*What is needed*. In the records below, count every line where the string "boat" appears, and reply with the count only.

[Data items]

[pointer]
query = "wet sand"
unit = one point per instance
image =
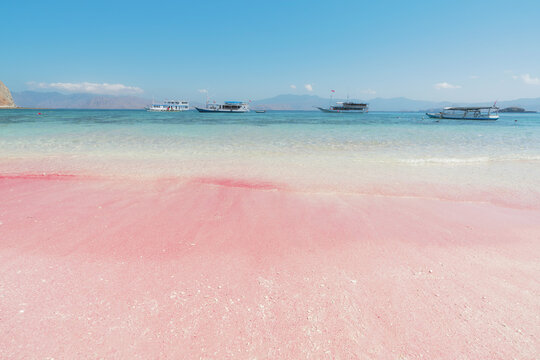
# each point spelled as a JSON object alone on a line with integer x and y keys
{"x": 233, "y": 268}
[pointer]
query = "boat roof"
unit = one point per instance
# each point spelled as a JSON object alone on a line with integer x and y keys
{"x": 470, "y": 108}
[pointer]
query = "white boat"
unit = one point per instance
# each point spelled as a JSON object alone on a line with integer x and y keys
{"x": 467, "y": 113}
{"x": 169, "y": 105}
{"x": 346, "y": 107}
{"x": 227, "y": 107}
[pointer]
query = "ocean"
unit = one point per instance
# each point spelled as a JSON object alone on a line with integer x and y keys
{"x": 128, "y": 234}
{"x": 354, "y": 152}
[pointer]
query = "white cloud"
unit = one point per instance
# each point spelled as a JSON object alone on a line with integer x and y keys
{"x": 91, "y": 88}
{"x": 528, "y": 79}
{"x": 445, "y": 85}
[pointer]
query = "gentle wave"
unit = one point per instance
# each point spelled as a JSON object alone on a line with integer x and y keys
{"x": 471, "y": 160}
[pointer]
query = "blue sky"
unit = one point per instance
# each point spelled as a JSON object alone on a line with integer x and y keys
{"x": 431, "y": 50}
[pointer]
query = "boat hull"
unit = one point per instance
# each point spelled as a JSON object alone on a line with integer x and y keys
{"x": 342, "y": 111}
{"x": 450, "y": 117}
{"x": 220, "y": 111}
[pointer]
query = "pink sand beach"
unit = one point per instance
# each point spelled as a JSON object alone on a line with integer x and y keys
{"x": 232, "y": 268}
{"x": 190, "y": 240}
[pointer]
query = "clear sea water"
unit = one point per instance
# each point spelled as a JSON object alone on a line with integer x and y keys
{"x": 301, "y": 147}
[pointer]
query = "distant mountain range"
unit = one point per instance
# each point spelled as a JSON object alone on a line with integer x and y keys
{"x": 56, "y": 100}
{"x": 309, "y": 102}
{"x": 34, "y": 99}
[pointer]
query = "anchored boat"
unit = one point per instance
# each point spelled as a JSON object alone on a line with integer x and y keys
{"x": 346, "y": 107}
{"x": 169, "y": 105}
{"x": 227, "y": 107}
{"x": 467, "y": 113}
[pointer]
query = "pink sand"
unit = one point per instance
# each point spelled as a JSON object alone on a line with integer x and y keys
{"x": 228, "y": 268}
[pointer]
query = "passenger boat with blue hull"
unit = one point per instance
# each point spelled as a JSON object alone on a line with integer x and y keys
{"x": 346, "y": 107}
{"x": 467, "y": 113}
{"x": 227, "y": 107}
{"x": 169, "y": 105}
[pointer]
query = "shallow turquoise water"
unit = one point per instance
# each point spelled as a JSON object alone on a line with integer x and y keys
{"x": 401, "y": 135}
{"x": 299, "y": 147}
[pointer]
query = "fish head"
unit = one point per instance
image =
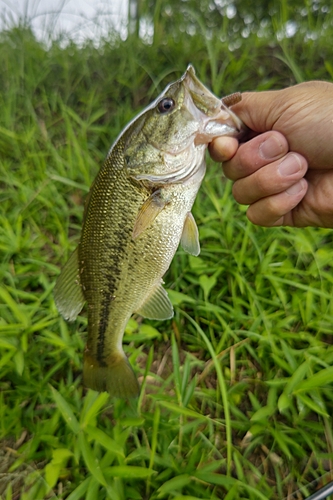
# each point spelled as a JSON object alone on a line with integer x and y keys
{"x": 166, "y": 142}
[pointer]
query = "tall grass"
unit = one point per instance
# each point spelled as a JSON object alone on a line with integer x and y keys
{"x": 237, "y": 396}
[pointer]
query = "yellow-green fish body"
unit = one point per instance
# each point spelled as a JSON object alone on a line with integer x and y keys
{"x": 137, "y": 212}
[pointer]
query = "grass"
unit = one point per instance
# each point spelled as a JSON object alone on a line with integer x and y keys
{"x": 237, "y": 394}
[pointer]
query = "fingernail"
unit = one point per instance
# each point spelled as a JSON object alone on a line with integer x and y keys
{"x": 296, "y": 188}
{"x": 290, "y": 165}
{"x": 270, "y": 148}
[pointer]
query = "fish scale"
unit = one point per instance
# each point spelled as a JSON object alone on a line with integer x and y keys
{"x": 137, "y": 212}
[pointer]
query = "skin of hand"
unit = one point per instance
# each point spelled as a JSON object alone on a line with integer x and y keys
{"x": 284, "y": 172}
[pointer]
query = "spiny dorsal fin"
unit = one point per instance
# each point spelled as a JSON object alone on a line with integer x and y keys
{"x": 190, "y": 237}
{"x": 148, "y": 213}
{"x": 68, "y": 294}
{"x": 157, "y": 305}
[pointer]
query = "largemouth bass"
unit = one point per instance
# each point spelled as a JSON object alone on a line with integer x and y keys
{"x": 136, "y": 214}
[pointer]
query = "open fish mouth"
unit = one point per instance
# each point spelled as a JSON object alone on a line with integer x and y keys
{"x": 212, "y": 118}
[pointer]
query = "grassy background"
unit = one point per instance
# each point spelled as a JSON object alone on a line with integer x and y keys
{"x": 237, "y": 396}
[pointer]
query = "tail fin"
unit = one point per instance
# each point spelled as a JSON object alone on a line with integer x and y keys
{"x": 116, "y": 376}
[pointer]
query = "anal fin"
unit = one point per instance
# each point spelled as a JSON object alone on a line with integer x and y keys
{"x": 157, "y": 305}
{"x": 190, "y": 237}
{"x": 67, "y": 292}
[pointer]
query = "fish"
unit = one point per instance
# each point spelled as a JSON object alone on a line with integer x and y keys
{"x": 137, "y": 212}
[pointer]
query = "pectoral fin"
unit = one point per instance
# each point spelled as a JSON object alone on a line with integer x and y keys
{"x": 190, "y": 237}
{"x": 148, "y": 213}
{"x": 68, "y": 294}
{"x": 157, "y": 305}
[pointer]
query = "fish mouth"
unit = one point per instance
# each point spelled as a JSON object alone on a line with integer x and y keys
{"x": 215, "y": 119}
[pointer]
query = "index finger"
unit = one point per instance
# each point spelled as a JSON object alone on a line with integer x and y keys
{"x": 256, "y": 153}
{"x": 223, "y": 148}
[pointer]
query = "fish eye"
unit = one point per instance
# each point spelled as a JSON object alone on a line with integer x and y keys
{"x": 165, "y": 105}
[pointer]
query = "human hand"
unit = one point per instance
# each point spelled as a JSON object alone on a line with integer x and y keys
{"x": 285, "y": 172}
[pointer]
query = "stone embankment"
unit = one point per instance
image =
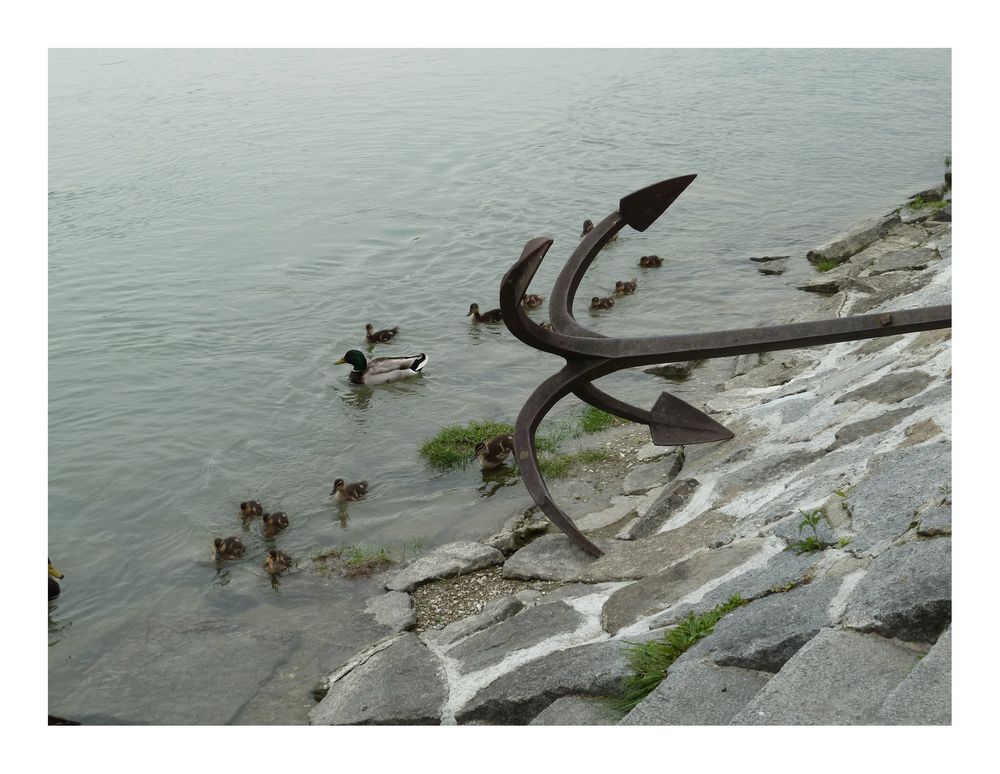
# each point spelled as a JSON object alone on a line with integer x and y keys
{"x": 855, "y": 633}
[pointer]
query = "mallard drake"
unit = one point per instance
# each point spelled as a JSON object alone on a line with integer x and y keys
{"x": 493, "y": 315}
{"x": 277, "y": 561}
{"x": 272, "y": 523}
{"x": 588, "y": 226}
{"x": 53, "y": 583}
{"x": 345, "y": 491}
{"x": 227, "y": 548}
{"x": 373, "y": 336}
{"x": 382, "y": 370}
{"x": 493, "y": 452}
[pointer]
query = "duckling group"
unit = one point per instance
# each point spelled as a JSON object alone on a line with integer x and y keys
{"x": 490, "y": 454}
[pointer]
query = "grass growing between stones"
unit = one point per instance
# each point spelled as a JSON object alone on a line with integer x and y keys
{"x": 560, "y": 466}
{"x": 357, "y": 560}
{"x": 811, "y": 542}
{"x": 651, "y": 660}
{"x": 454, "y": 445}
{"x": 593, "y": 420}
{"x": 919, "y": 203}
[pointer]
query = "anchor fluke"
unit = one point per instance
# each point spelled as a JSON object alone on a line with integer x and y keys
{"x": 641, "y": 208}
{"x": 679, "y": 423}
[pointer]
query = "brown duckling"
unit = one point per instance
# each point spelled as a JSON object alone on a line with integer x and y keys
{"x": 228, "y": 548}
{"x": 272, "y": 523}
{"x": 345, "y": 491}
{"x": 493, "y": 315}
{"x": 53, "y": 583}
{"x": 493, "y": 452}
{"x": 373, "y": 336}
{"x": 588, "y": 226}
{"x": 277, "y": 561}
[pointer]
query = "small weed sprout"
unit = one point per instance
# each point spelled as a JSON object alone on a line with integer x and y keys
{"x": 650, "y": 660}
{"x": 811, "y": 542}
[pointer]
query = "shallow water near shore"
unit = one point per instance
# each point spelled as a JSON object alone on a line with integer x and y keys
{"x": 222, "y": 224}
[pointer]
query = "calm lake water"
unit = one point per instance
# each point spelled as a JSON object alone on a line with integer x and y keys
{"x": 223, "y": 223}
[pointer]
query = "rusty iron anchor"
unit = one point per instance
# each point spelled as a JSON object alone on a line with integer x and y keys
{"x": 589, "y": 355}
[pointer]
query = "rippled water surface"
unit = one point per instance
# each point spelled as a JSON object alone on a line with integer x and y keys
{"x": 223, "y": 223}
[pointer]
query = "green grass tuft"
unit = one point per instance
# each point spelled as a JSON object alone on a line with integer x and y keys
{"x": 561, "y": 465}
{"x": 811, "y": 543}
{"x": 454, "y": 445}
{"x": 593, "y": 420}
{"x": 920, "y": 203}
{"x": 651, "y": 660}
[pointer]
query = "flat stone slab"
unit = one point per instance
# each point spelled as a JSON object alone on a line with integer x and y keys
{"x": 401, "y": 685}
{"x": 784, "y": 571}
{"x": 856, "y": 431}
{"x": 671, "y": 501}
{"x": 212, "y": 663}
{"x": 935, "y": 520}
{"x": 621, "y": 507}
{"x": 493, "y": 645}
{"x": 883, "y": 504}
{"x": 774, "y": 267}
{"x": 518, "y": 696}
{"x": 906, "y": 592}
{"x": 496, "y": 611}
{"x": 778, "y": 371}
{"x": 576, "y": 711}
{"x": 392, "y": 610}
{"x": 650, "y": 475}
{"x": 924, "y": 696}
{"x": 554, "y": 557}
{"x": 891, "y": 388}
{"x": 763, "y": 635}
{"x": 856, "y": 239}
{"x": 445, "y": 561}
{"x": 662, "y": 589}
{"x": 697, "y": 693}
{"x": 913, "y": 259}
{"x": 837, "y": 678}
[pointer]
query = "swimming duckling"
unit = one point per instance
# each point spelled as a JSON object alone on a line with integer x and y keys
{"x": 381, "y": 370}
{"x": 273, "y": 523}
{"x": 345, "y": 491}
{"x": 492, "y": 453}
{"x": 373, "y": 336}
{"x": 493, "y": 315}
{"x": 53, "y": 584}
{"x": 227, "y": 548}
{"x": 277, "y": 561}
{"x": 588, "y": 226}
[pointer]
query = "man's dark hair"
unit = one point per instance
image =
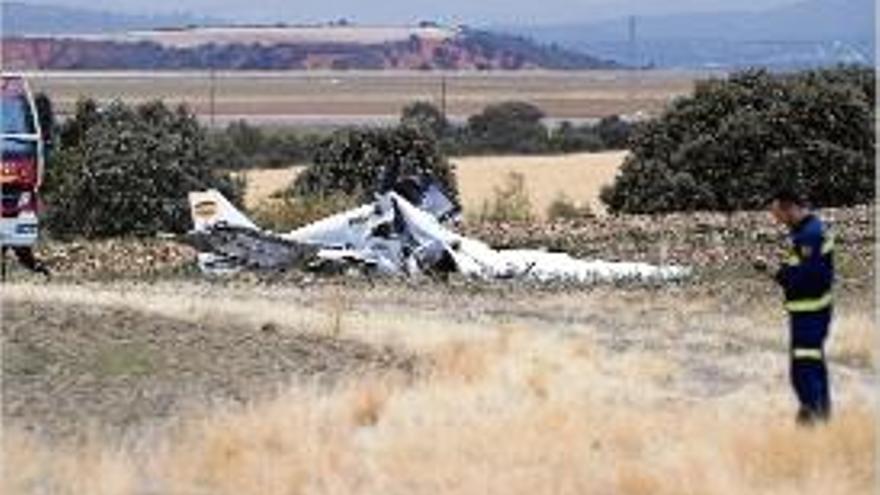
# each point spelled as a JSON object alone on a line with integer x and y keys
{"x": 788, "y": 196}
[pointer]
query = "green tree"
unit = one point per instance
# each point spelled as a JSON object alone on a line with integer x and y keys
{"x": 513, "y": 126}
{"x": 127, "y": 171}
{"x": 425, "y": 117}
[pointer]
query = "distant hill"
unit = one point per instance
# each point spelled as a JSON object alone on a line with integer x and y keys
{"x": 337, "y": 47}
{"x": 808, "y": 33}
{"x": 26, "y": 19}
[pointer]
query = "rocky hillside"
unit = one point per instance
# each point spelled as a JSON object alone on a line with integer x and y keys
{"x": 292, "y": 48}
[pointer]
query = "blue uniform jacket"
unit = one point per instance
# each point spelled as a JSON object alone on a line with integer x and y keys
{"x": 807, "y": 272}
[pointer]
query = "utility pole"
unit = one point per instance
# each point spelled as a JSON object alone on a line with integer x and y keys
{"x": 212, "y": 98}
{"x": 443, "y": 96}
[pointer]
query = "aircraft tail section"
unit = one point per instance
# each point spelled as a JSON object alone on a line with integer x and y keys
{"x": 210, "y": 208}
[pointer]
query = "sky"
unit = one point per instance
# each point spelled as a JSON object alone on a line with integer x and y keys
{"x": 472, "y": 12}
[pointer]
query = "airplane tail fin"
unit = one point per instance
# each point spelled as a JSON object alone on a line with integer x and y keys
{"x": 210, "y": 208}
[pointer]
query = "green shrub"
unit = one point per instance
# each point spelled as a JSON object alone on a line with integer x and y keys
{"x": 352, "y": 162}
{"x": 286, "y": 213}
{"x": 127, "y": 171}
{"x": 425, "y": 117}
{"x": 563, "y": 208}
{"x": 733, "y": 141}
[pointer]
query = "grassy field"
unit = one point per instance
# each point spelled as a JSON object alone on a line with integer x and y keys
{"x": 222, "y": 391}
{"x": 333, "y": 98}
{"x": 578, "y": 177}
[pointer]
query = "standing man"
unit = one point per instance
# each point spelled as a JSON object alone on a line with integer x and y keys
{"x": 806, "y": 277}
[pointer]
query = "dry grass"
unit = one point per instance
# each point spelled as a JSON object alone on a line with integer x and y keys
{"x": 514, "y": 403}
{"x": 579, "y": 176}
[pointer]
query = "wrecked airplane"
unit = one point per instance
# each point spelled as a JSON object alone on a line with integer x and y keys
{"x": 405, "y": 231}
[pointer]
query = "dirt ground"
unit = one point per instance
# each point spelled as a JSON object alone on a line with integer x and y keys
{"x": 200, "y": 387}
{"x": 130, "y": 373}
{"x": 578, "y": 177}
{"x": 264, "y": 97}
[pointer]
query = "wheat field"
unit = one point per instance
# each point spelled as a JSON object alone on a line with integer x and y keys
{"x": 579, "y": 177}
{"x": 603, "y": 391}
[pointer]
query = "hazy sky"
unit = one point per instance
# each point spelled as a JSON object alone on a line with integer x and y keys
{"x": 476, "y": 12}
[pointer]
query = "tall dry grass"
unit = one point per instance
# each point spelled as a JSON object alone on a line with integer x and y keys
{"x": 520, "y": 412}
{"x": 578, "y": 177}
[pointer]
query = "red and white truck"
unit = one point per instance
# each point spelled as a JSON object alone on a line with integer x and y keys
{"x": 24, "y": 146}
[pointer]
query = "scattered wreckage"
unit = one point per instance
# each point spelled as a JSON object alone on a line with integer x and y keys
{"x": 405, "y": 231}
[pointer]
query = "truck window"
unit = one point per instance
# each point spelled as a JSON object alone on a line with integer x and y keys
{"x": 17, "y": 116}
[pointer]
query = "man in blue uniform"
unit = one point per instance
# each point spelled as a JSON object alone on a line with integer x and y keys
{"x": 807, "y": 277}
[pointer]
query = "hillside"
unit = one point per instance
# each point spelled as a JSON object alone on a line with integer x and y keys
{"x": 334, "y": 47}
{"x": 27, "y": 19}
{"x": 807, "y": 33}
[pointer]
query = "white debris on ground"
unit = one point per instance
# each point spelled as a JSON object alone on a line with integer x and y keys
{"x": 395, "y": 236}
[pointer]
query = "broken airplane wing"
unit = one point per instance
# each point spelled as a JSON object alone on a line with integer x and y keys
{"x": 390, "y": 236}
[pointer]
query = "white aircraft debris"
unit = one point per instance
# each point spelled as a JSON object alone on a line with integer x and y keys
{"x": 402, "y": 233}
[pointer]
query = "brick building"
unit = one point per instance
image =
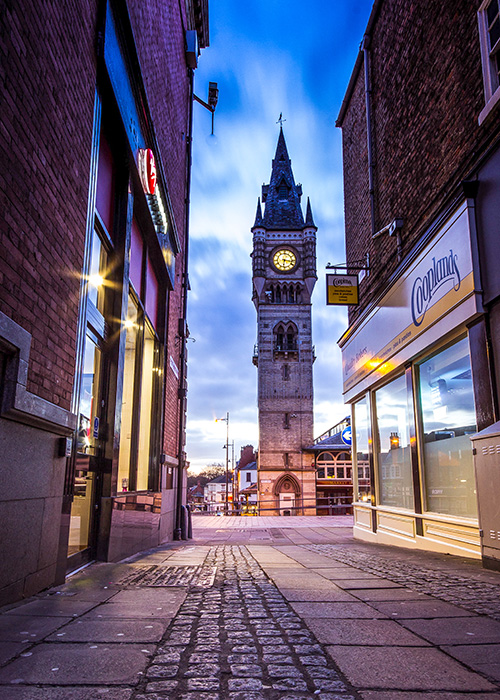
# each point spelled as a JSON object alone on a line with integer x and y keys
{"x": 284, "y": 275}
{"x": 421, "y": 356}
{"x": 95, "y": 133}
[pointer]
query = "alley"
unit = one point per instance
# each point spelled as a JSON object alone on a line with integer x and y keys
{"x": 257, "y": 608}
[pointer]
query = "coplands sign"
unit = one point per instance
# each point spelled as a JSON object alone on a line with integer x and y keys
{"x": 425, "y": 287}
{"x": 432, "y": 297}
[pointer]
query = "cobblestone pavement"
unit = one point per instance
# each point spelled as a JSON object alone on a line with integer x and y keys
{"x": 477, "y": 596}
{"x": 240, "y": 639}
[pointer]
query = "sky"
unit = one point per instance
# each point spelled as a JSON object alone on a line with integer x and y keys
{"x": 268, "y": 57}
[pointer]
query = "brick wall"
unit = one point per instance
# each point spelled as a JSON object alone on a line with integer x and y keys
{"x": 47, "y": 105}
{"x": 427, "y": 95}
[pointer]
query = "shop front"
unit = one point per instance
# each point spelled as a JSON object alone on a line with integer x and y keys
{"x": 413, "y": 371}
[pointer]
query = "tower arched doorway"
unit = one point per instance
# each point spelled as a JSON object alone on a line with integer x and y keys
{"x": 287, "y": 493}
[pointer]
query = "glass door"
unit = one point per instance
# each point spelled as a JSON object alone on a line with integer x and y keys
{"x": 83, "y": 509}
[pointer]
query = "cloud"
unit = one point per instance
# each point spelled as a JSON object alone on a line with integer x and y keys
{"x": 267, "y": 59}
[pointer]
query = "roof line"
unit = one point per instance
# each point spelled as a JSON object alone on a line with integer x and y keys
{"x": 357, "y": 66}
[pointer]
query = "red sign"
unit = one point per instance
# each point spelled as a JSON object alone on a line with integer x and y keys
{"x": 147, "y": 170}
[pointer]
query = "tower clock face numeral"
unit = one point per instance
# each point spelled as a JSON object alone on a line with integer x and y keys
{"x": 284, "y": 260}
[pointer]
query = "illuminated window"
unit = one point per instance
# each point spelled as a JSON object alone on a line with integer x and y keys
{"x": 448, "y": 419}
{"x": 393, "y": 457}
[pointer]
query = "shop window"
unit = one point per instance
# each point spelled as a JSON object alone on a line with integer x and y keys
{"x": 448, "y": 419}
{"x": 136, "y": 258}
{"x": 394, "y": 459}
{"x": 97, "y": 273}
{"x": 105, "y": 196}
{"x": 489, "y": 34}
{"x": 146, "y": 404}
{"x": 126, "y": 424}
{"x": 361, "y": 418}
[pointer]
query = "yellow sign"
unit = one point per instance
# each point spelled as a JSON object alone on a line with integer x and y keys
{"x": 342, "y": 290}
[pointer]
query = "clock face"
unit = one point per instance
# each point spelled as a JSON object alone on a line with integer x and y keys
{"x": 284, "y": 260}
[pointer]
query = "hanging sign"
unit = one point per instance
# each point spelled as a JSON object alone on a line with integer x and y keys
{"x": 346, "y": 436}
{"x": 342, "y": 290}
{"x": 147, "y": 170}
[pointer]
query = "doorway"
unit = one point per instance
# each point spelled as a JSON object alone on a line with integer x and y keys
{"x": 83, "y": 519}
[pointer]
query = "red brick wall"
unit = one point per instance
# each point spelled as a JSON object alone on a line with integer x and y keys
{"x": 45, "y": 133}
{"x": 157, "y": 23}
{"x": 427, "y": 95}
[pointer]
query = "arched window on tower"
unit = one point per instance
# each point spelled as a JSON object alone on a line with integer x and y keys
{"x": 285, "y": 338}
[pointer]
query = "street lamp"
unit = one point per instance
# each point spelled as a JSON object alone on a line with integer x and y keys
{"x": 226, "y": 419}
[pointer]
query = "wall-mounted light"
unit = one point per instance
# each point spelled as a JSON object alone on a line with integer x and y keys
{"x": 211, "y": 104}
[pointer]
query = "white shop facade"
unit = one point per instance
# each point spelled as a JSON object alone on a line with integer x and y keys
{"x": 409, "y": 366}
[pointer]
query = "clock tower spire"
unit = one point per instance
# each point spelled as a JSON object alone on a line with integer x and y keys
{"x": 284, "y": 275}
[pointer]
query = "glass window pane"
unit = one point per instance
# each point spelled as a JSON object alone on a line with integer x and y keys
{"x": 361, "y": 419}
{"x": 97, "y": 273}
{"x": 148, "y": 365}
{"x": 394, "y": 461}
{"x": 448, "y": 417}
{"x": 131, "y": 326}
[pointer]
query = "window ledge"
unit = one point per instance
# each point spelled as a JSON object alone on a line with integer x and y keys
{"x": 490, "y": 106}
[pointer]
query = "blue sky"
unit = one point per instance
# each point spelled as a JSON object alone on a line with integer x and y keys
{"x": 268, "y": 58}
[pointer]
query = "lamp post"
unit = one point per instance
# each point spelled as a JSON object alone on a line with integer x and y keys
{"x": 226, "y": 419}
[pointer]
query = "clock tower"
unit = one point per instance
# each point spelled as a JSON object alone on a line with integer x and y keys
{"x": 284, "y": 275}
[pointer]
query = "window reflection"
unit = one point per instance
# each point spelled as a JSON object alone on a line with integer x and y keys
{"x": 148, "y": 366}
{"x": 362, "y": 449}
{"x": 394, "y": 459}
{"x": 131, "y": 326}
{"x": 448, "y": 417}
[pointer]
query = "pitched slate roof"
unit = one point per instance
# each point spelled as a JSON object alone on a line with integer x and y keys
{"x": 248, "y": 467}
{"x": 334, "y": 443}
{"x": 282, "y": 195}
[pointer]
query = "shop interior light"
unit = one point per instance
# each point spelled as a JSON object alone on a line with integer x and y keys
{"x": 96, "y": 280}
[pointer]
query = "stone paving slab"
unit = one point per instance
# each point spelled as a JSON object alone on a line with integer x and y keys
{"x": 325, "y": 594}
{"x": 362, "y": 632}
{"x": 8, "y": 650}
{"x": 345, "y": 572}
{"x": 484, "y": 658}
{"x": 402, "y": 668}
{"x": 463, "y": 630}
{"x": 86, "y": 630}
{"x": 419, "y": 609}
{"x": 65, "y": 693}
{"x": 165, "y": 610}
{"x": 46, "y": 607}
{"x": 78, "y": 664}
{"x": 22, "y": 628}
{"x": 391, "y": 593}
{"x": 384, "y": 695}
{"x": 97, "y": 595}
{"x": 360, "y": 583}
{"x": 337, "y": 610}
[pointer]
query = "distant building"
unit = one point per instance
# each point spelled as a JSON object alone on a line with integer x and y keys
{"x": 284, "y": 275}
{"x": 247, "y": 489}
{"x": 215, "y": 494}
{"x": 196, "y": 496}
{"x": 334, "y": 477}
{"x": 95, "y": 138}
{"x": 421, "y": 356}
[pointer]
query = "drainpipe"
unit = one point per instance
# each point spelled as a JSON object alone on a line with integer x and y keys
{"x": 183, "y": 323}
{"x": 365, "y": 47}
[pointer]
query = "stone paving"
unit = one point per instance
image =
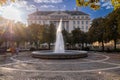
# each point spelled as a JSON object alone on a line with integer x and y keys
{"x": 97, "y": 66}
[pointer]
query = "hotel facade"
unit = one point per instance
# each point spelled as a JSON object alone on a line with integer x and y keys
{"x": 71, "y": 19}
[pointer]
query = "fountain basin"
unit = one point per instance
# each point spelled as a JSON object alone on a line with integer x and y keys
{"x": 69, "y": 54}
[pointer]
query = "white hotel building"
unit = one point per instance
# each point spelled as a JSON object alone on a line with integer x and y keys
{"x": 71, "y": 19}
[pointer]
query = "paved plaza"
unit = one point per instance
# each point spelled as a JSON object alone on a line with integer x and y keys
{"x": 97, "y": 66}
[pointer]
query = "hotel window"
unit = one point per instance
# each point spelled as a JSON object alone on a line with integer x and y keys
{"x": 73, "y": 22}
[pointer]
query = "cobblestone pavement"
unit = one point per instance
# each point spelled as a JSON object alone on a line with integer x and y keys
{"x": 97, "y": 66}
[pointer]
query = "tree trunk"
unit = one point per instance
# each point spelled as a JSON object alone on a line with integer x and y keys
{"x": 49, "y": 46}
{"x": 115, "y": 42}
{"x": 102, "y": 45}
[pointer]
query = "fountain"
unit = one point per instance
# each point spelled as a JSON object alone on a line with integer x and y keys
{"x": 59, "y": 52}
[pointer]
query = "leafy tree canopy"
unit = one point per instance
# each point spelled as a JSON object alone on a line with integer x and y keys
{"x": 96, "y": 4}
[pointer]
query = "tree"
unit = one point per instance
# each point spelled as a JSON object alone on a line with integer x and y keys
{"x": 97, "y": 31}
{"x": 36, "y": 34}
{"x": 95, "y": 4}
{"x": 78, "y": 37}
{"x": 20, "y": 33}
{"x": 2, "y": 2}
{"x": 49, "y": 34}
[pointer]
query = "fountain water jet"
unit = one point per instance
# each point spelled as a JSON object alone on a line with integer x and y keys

*Problem solution*. 5